Document segment:
....
Nanoparticles loaded with drugs can help design personalized cancer treatments.
Cancer treatment is moving towards personalized therapies that promise better efficacy and less side effects. Tumors of the same type in different patients present in fact subtle differences that may change some of their biological features and their sensitivity to drugs.
The design of personalized therapies is based today on determining the ‘molecular profile’ of a tumor. Tumors are characterized according to the presence or absence in their cells of certain proteins and gene transcripts, which, as such, become tumor markers.
The molecular profile
A well-known example is represented by breast cancer that can be classified depending on the presence on tumor cells of hormone receptors like estrogen and progesterone receptors. Patients with estrogen-receptor positive breast tumors will be treated with drugs blocking the activity of this molecule. However, the same drugs will be useless in patients with estrogen-receptor negative tumors.
Therefore, knowing the molecular profile of a cancer can help doctors choose the most effective therapy, while sparing patients from the undesirable effects of inactive drugs.
Establishing the molecular profile of a cancer is no simple matter though. It requires the analysis of gene expression in a biopsy taken from the tumor to obtain the so-called ‘gene signature’ of that tumor. By examining the biomarkers contained in the gene signature (i.e. the genes that are active or not in the biopsy and are relevant to the tumor development), a doctor can classify the tumor and understand whether or not it may respond to a certain therapy.
Besides being long and laborious, this method can be vain if the resulting gene signature does not contain known biomarkers. In addition, sometimes a tumor fails to respond to a drug despite its molecular profile suggested it would, because it activates mechanisms that make it drug-resistant and that are unpredictable from the analysis of its gene signature.
How to improve then the search for effective drugs in each cancer patient and speed up the design of personalized therapies? It would be great if, before starting a therapy, it was possible to test small doses of several drugs, at the same time, in a patient and compare their effects on the tumor, so to identify the one that works best.
Is this just fantasy? Well, no more.
The study of Yaari and colleagues from the Israel Institute of Technology in Haifa, published in Nature Communication, opens a way to this achievement.
The scientists used nanoparticles to target different drugs to a single tumor. Among the existent types of nanoparticles, researchers opted for using liposomes. These small vesicles are composed of an aqueous center, in which drugs can be dissolved, surrounded by a double layer of lipids, which can bind to cell membranes.
Three different batches of liposomes were prepared, each one containing an anticancer drug commonly used in human breast cancer therapy: cisplatin, gemcitabine, or doxorubicin. To identify the batches, the researchers then ‘labelled’ them by introducing a specific mix of short DNA sequences. In this way, after mixing different liposomes, the scientists could know which drug was contained in each of them by extracting the DNA they carried and sequencing it. Each DNA combination thus ‘marked’ the liposomes like a barcode.
....
Given records:
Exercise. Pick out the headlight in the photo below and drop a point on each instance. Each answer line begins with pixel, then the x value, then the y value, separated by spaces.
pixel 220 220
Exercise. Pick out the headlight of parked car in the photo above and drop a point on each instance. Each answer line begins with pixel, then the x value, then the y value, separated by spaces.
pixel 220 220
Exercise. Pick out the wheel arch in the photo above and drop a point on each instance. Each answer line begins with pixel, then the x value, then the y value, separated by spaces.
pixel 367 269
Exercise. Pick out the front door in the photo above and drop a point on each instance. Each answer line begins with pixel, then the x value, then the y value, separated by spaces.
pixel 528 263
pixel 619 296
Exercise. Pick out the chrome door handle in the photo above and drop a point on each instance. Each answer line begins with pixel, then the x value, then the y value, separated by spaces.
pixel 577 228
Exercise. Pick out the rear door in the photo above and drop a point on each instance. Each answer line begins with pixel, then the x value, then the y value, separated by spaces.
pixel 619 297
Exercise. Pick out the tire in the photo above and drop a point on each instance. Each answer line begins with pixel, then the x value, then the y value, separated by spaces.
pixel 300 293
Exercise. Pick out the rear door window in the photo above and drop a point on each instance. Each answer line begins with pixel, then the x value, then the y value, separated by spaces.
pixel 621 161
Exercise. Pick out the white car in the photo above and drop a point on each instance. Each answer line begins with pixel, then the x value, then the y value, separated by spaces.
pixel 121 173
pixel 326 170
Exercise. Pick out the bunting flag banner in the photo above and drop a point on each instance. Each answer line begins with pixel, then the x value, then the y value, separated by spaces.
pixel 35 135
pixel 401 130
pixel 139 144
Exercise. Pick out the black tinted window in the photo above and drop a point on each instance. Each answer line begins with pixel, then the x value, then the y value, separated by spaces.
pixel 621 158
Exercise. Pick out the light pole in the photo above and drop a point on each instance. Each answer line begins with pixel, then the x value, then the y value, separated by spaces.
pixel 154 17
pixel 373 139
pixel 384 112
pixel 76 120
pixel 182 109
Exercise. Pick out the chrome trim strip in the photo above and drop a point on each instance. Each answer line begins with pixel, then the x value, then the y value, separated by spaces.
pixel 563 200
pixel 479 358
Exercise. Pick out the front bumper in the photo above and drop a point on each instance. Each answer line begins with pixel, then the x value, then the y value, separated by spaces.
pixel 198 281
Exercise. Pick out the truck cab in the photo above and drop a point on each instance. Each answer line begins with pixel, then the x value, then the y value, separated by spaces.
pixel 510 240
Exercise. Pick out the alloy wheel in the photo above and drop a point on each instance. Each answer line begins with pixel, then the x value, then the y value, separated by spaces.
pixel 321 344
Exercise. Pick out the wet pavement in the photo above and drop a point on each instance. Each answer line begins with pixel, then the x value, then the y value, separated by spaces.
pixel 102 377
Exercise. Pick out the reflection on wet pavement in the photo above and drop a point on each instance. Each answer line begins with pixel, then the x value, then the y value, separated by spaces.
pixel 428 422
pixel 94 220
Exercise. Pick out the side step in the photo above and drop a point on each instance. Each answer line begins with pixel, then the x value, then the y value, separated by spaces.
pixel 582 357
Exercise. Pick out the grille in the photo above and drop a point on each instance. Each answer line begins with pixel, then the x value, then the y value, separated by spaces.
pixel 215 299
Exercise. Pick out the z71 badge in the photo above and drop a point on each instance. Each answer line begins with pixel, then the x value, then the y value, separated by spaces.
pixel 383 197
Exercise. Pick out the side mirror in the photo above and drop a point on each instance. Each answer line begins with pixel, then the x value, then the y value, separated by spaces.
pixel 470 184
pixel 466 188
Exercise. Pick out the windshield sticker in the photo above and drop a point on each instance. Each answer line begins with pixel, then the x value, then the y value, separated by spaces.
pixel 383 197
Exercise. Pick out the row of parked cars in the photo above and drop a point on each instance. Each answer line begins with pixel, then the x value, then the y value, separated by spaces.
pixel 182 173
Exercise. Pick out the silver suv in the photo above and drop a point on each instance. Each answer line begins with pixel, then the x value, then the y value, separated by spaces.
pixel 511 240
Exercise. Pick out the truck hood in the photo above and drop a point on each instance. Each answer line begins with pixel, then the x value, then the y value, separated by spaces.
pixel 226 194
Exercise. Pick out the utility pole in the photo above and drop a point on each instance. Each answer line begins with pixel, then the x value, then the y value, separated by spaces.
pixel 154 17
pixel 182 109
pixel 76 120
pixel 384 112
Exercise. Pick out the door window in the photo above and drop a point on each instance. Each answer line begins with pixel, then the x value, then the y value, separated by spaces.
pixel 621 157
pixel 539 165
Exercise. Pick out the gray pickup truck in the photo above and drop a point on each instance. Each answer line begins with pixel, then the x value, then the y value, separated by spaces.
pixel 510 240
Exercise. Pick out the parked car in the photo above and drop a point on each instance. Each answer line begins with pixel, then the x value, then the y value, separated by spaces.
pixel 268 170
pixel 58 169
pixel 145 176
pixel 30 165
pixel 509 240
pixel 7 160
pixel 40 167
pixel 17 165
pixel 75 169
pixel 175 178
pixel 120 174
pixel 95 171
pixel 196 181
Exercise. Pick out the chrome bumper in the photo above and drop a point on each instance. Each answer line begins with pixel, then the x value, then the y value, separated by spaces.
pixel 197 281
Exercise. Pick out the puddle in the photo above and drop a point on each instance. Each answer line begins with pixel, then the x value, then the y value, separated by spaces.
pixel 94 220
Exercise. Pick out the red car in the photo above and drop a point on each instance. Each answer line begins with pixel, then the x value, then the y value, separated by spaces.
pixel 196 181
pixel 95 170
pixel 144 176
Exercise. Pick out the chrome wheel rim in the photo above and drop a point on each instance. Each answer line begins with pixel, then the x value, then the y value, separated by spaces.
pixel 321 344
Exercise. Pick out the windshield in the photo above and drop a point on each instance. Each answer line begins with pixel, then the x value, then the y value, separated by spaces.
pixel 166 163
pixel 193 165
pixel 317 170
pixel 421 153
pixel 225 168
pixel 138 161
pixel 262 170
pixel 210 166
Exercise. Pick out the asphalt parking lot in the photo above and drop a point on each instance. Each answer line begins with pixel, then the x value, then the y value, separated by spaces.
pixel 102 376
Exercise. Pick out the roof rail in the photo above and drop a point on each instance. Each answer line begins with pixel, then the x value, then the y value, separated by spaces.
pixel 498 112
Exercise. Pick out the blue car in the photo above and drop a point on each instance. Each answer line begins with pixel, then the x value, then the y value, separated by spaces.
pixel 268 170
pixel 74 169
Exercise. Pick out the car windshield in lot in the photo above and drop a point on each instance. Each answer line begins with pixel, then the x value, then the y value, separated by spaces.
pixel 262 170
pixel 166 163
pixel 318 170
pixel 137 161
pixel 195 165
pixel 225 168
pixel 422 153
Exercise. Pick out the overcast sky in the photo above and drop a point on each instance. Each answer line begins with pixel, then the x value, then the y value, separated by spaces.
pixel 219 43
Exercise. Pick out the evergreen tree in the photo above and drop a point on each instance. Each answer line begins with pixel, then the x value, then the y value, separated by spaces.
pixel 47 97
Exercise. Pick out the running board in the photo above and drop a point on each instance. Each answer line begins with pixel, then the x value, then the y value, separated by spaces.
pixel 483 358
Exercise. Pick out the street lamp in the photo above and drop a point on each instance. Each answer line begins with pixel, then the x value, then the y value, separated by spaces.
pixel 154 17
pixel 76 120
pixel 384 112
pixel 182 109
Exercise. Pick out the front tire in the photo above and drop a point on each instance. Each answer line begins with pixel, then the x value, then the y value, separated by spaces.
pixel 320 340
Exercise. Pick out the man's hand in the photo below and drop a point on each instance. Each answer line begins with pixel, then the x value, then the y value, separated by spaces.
....
Exercise set:
(A) In the article on drug-loaded nanoparticles for cancer treatment, which three drugs were put into the liposome batches?
(B) Duplicate the part of the nanoparticle article from "Therefore, knowing the" to "of inactive drugs.".
(C) Pick up the article on drug-loaded nanoparticles after its last sentence and keep writing it.

Answers by item:
(A) Cisplatin, gemcitabine, and doxorubicin.

(B)
Therefore, knowing the molecular profile of a cancer can help doctors choose the most effective therapy, while sparing patients from the undesirable effects of inactive drugs.

(C)
To test the system, the researchers turned to mice bearing mammary tumors. They injected the mice intravenously with a mixture of 5 types of barcoded liposomes: liposomes carrying the three chemotherapeutic drugs, and two types of control liposomes: one loaded with caffeine (that has no anticancer effects), and one empty liposome.
Since most tumors are perfused by leaky blood vessels, the liposomes could leave the blood circulation once they reached the tumor, and accumulate there. The small quantity of liposomes that was injected allowed for one tumor cell to pick up only one liposome.
48 hours after the injection, the researchers took a tumor biopsy that, as expected, turned out to be composed of both live and dead cells containing the liposomes. Live cells had likely received the empty liposomes, or those carrying either caffeine or a chemotherapeutic drug to which they were resistant. On the other hand, dead cells had probably incorporated liposomes loaded with an effective drug.
The most powerful drug
Now, which of the three injected drugs had killed most tumor cells?
The scientists separated live from dead cells, extracted the barcoded DNAs from both, and sequenced it. They found that the majority of dead cells contained the barcode corresponding to gemcitabine, which also turned out to be the most powerful drug against the tumors. Cisplatin and doxorubicin also killed some tumor cells but less efficiently than gemcitabine, while caffeine had a negligible effect and the empty liposomes were inactive.
To test if their prediction of gemcitabine being the best therapy for their experimental tumors was correct, the researchers compared the effects of the three drugs on the tumor-bearing mice. After 20 days of treatment, they found that mice that received gemcitabine had much smaller tumors than those treated with the other drugs, thus confirming their diagnostic results.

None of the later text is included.